━━ Data records ━━

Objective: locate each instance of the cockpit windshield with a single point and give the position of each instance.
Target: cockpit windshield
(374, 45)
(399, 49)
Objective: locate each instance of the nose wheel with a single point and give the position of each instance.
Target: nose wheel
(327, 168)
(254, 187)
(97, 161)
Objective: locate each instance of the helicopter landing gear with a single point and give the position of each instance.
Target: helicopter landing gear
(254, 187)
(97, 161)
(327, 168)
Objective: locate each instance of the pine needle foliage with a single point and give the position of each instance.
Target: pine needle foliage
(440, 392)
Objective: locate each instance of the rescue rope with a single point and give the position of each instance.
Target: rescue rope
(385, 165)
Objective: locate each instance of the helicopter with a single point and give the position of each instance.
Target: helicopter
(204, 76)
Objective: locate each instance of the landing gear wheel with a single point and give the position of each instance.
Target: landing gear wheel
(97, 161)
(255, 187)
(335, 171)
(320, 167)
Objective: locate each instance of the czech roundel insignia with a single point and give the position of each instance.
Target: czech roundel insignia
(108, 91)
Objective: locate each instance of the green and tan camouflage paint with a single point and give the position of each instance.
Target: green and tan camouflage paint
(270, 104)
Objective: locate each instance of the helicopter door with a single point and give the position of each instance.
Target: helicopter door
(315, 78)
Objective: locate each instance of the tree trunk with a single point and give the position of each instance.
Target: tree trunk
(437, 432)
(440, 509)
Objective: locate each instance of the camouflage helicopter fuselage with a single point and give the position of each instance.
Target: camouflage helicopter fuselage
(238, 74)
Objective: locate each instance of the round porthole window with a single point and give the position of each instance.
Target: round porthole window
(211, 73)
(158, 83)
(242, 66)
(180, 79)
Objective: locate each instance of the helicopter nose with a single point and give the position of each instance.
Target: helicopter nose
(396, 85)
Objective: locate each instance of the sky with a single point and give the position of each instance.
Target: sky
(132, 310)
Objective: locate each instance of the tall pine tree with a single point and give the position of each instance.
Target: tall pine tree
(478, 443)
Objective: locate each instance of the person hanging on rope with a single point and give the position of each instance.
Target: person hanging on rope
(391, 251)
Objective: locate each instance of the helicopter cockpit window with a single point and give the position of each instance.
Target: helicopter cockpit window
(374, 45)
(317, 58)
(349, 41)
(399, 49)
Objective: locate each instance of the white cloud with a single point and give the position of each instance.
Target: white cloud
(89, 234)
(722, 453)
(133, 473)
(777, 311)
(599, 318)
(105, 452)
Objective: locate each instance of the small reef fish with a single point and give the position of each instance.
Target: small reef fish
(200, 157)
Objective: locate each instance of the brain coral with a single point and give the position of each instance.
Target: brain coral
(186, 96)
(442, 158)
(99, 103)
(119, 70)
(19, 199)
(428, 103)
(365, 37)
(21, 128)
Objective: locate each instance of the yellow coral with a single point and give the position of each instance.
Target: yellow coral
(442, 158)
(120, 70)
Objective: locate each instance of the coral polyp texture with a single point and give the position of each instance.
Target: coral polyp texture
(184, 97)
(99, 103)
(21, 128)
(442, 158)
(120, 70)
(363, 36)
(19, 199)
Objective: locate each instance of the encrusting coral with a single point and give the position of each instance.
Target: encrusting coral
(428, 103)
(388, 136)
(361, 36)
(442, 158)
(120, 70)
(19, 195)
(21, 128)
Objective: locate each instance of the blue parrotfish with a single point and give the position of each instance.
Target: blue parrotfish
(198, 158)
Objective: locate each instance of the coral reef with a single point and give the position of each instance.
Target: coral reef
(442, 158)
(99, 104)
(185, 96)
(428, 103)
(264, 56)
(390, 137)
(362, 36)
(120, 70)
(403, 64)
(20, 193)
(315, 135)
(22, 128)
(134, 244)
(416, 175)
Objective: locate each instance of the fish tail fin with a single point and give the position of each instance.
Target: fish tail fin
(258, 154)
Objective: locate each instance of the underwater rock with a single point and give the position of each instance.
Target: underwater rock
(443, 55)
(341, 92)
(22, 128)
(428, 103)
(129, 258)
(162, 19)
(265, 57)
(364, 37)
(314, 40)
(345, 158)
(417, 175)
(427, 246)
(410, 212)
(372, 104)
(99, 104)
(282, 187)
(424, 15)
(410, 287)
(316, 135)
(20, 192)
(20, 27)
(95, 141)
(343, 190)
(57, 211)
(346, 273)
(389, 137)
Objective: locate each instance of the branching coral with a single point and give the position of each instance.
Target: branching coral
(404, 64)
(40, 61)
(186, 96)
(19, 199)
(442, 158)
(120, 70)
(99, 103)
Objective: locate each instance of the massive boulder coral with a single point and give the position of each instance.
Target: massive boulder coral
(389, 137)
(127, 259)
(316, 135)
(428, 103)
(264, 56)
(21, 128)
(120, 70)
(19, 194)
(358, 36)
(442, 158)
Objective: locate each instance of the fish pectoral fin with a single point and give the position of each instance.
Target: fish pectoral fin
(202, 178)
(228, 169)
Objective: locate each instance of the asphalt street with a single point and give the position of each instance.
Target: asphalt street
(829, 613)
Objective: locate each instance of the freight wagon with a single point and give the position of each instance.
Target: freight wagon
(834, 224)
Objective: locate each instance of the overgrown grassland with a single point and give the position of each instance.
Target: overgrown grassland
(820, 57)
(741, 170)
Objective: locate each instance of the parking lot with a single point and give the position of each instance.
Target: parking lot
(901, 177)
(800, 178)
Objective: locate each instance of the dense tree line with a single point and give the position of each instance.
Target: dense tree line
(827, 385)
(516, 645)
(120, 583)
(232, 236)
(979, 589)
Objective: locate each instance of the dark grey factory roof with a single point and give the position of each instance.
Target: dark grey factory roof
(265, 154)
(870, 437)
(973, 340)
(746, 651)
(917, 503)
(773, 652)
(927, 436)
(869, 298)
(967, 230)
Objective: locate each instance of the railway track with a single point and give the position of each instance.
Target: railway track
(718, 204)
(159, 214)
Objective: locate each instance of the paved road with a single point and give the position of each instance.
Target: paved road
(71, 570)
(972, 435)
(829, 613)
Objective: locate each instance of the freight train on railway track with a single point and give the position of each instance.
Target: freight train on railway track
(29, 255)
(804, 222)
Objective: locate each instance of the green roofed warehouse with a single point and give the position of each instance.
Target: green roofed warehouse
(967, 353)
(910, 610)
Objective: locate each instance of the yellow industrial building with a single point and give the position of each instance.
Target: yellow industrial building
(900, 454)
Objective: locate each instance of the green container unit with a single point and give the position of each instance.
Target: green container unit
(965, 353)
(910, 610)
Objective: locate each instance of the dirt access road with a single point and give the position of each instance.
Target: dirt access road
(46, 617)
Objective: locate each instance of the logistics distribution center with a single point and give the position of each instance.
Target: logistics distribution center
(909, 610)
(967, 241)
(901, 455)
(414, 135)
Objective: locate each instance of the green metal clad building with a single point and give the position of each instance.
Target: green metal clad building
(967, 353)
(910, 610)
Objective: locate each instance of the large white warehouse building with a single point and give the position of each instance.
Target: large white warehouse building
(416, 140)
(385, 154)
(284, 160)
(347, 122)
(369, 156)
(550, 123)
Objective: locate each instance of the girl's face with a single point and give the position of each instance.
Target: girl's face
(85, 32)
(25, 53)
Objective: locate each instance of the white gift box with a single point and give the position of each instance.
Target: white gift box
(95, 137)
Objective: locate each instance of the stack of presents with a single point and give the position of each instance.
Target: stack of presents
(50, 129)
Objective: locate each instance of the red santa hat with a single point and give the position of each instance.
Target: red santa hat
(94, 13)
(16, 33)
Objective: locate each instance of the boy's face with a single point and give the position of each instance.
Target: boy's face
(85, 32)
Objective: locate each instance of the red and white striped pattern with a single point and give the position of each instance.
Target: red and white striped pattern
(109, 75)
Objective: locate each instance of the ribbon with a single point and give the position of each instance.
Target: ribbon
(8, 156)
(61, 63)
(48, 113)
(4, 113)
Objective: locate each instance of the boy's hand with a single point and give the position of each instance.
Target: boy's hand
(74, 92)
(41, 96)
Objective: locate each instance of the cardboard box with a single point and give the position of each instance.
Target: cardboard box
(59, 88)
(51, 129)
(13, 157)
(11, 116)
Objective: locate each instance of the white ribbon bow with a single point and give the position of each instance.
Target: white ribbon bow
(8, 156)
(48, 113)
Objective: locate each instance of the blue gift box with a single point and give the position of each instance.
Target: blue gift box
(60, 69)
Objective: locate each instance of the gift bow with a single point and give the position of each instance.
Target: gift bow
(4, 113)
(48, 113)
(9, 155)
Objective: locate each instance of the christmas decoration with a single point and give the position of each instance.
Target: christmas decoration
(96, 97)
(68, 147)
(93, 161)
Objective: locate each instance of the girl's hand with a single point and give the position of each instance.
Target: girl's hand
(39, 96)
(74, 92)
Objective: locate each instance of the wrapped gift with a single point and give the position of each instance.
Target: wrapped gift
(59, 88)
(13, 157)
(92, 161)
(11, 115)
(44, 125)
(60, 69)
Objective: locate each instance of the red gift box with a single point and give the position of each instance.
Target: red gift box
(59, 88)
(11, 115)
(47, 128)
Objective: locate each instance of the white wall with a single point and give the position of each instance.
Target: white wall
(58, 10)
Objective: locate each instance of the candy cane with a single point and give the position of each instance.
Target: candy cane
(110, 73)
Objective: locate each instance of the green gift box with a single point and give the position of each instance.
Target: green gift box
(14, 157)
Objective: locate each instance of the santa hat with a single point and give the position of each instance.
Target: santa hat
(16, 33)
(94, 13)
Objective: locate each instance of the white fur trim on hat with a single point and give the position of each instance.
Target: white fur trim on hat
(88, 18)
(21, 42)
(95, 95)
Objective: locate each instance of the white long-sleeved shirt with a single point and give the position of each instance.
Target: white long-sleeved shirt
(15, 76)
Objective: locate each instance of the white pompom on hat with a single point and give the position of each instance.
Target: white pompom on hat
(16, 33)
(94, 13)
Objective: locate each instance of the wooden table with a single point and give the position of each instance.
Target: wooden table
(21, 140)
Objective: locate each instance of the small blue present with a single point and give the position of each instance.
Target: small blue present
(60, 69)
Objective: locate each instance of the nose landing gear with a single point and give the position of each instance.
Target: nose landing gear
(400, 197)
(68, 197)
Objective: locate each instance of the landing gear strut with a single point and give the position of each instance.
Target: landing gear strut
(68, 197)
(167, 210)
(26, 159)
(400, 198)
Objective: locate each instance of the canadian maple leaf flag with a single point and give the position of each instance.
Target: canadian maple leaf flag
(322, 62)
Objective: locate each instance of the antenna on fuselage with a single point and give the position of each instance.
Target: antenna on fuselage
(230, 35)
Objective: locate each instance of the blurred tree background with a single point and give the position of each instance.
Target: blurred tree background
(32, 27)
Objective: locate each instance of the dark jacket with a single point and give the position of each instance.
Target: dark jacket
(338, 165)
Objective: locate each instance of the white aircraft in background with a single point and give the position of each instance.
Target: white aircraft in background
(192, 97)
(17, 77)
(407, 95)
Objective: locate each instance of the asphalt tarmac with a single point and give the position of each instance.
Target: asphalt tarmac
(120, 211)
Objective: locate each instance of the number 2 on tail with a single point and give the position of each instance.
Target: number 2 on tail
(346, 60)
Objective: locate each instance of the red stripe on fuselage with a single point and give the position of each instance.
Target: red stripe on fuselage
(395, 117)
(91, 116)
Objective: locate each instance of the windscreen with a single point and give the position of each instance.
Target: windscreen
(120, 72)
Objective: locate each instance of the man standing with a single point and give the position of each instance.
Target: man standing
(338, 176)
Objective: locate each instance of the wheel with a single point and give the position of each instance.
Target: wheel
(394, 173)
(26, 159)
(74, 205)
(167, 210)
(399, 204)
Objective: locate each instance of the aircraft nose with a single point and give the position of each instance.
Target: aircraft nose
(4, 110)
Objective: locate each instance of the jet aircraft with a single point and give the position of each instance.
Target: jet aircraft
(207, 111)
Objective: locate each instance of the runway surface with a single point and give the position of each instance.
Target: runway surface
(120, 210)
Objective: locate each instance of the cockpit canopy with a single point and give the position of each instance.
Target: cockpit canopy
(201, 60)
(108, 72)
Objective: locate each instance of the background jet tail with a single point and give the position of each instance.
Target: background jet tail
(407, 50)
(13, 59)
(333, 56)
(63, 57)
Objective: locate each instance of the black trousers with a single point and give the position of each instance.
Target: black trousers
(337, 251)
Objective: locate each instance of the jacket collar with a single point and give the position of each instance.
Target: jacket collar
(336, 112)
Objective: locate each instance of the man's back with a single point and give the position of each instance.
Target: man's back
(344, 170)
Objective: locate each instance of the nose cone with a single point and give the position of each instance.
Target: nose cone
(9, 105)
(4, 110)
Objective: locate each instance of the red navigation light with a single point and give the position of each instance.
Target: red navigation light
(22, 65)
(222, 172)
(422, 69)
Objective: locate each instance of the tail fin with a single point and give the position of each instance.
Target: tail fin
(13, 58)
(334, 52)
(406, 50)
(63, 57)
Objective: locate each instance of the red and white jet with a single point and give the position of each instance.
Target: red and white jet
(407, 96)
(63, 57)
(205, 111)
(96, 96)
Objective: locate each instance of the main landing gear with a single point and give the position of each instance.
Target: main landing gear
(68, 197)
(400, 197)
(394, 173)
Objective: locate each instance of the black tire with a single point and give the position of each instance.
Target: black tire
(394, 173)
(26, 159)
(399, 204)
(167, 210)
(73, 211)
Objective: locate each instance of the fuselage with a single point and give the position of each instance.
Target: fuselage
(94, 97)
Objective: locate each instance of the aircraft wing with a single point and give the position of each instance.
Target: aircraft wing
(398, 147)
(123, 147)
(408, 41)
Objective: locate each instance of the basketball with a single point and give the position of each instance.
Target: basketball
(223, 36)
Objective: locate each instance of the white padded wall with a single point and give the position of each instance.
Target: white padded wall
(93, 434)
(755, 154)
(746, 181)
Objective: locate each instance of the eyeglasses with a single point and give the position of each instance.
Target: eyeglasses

━━━

Only lines holding the word "eyeglasses" are wanted; copy each one from the listing.

Objective: locate each instance of the eyeglasses with a single point and give the position of each instance.
Target: eyeglasses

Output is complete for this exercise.